--- START Record set ---

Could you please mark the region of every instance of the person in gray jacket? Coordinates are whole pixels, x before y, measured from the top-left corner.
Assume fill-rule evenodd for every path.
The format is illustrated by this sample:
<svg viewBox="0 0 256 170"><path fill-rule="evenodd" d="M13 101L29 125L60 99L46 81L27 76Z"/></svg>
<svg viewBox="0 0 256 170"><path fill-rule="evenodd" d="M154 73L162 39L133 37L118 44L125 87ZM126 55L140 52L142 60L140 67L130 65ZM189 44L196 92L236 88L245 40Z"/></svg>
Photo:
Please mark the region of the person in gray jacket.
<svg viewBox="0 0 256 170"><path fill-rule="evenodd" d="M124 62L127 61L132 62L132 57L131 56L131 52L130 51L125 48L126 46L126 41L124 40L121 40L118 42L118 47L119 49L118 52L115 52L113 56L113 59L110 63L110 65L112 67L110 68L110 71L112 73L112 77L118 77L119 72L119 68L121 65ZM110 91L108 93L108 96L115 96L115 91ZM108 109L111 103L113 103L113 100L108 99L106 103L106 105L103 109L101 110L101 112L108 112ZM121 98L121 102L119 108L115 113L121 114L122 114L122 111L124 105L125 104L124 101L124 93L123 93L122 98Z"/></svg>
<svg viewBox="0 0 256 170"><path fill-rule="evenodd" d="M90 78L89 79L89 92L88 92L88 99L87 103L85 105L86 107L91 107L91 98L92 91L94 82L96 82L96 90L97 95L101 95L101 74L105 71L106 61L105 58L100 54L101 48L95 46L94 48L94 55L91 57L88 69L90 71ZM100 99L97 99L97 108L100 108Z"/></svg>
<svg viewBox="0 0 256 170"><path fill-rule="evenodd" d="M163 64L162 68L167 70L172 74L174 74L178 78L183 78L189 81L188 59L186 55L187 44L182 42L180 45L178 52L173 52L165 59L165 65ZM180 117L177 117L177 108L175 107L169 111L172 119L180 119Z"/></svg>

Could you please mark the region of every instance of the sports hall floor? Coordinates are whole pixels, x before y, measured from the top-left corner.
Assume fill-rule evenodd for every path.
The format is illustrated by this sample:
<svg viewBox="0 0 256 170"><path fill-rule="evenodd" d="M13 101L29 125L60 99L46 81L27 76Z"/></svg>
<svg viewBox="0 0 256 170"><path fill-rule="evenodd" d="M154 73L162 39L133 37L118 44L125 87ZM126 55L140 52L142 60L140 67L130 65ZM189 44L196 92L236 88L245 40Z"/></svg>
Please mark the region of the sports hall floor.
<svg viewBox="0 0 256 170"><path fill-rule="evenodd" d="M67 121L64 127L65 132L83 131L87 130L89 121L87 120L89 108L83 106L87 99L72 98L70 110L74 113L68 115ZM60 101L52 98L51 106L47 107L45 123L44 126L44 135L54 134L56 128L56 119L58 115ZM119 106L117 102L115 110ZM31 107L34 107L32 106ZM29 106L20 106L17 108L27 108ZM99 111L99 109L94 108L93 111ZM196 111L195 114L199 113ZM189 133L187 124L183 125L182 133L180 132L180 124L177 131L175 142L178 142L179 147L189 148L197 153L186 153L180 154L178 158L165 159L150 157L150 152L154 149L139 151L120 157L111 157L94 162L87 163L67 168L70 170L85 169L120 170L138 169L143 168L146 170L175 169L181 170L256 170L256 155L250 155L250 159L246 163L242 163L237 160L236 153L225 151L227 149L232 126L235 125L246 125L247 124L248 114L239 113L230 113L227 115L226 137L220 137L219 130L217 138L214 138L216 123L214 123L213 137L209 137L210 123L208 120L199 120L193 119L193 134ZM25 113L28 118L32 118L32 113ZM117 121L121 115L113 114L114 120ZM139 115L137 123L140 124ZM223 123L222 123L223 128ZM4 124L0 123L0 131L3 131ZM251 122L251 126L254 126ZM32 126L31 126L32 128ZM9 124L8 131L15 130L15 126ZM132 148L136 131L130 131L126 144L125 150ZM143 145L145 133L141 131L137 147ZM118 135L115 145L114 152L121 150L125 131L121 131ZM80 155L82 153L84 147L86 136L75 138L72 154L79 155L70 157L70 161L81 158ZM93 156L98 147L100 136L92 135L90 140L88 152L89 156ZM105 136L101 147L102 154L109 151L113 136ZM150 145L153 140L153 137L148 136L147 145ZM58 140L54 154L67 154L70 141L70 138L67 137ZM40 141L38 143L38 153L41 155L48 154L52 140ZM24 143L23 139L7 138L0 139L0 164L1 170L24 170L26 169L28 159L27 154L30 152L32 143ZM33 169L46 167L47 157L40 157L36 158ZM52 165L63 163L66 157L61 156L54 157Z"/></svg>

--- END Record set ---

Reproduce all of the items above line for line, without changing a single character.

Could you please mark the region of every instance of the person in gray jacket? Coordinates are whole pixels, x before y, measured from the top-left corner.
Assume fill-rule evenodd for every path.
The format is illustrated by this sample:
<svg viewBox="0 0 256 170"><path fill-rule="evenodd" d="M13 101L29 125L60 99L46 81L27 76Z"/></svg>
<svg viewBox="0 0 256 170"><path fill-rule="evenodd" d="M154 73L162 39L133 37L118 44L125 87ZM126 55L140 52L142 60L140 67L130 65ZM189 44L196 92L236 88L245 40Z"/></svg>
Photo:
Please mark the region of the person in gray jacket.
<svg viewBox="0 0 256 170"><path fill-rule="evenodd" d="M124 62L127 61L132 62L132 57L131 56L131 52L130 51L125 48L126 46L126 41L124 40L121 40L118 42L118 47L119 49L118 52L115 52L113 56L113 59L110 63L110 65L112 67L110 68L110 71L112 73L112 77L118 77L119 72L119 68L121 65ZM110 91L108 93L108 96L115 96L115 91ZM108 109L111 103L113 103L113 100L108 99L106 103L106 105L103 109L101 110L101 112L108 112ZM121 98L121 102L119 108L115 113L121 114L122 114L122 111L124 105L125 104L124 101L124 93L123 93L122 98Z"/></svg>
<svg viewBox="0 0 256 170"><path fill-rule="evenodd" d="M90 78L89 79L89 92L88 92L88 99L87 103L85 105L86 107L91 107L91 98L92 91L94 82L96 82L96 90L97 95L101 95L101 74L105 71L106 61L105 58L100 54L101 48L95 46L94 48L94 55L91 57L88 69L90 71ZM100 99L97 99L97 108L100 108Z"/></svg>
<svg viewBox="0 0 256 170"><path fill-rule="evenodd" d="M163 64L162 68L167 70L172 74L174 74L178 78L183 78L189 81L188 59L186 55L187 44L182 42L180 45L178 52L173 52L165 59L165 65ZM180 117L177 117L177 108L175 107L169 111L172 119L180 119Z"/></svg>

Could you please mark the region of every instance of the sports hall floor? Coordinates are whole pixels, x before y, measured from the top-left corner.
Assume fill-rule evenodd for every path.
The format is illustrated by this sample:
<svg viewBox="0 0 256 170"><path fill-rule="evenodd" d="M13 101L29 125L60 99L46 81L27 76Z"/></svg>
<svg viewBox="0 0 256 170"><path fill-rule="evenodd" d="M154 73L162 39L133 37L118 44L125 87ZM126 55L140 52L142 60L140 67L130 65ZM189 44L196 92L236 88L245 40Z"/></svg>
Please mark the region of the sports hall floor.
<svg viewBox="0 0 256 170"><path fill-rule="evenodd" d="M67 121L64 127L65 132L83 131L87 130L89 121L87 120L89 108L83 106L87 99L72 98L70 110L74 113L68 115ZM60 101L52 98L51 106L47 107L45 123L44 126L44 135L54 134L56 128L56 119L58 115ZM119 106L117 102L115 110ZM31 107L34 107L32 106ZM29 106L20 106L17 108L27 108ZM99 111L99 109L94 108L93 111ZM196 111L195 114L199 113ZM189 133L187 124L183 125L182 133L180 132L180 124L177 131L175 142L178 142L179 147L189 148L197 153L186 153L180 154L178 158L165 159L150 157L150 152L154 149L139 151L120 157L111 157L94 162L87 163L67 168L70 170L85 169L120 170L138 169L143 168L146 170L175 169L181 170L256 170L256 155L250 155L250 159L246 163L242 163L237 160L236 153L225 151L227 149L232 126L235 125L246 125L247 124L248 114L239 113L230 113L227 115L226 137L220 137L219 130L217 138L214 138L216 123L214 123L213 137L209 137L210 123L208 120L199 120L193 119L193 134ZM25 113L28 118L32 118L32 113ZM117 121L121 115L113 114L114 120ZM139 115L137 123L140 124ZM223 123L222 123L223 128ZM4 124L0 123L0 131L3 131ZM251 122L251 126L254 126ZM32 126L31 126L32 128ZM9 124L8 131L15 130L15 126ZM132 148L136 131L130 131L126 144L125 150ZM143 145L145 133L141 131L137 147ZM118 135L115 145L114 152L121 150L125 131L121 131ZM80 155L82 153L84 147L86 136L75 138L72 154L79 155L70 157L70 161L81 158ZM93 156L98 147L100 136L92 135L90 140L88 152L89 156ZM105 136L101 147L102 154L109 151L113 136ZM150 145L153 140L153 137L148 136L147 145ZM58 140L54 154L67 154L70 141L70 138L67 137ZM40 141L38 143L38 153L41 155L48 154L52 140ZM24 143L23 139L7 138L0 139L0 164L1 170L24 170L26 169L28 159L27 154L30 152L32 143ZM33 169L46 167L47 157L40 157L36 158ZM52 165L63 163L66 157L61 156L54 157Z"/></svg>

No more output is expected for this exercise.